▶ [WORK ORDER]: Here is a block of entries. Write out its lines exactly, from the first through the one containing "Outline jersey sleeve.".

▶ [TASK DATA]:
= = =

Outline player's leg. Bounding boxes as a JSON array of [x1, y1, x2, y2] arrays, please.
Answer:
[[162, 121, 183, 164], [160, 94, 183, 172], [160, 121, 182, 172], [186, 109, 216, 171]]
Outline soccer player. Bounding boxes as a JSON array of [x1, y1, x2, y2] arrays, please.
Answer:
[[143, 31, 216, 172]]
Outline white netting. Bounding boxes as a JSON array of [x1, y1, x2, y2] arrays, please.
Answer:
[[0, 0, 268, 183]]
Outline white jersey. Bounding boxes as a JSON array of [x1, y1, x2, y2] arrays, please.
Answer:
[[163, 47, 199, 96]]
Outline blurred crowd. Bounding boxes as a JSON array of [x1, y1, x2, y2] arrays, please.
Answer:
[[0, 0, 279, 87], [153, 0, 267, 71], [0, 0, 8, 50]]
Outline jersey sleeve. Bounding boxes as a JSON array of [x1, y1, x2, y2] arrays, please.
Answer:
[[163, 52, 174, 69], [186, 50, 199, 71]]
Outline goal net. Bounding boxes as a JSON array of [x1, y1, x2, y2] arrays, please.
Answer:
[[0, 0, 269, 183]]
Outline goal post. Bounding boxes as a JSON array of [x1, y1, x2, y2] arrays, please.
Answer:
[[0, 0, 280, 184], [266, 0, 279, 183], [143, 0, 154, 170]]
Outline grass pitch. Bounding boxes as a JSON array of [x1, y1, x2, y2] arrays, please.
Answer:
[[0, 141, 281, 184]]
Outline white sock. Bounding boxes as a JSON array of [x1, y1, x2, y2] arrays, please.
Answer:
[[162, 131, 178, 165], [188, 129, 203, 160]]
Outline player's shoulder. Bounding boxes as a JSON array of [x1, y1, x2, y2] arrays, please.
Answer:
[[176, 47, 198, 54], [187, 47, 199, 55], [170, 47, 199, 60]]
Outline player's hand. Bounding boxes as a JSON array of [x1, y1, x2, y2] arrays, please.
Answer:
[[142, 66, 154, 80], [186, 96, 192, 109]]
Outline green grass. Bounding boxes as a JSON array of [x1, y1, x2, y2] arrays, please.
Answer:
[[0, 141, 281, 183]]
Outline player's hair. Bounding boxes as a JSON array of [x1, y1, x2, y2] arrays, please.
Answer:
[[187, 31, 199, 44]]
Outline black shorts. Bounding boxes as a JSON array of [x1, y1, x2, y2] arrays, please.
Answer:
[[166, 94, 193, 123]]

= = =

▶ [RESPONSE AREA]:
Outline player's leg. Bounding boxes as a JSON array of [x1, y1, x2, y2] arrays, please.
Answer:
[[162, 121, 183, 164], [160, 94, 183, 172], [160, 121, 182, 172], [186, 109, 216, 171]]
Outline soccer player. Bounding boxes as a JSON array of [x1, y1, x2, y2] arrays, please.
Answer:
[[143, 31, 216, 172]]
Outline white netting. Bounding boxes as a JSON array of [x1, y1, x2, y2] arrays, please.
Answer:
[[0, 0, 268, 183]]
Outline white jersey. Bounding boxes as a JSON array of [x1, y1, x2, y2] arrays, please.
Answer:
[[163, 47, 199, 96]]
Outline blurred crowd. Bounding boxes as a JSON array of [x1, y1, x2, y2] arrays, please.
Answer:
[[0, 0, 279, 87], [153, 0, 267, 71], [0, 0, 8, 50]]
Outline jersey sleeve. Bounding boxes as a JSON array of [x1, y1, x2, y2] arrays, please.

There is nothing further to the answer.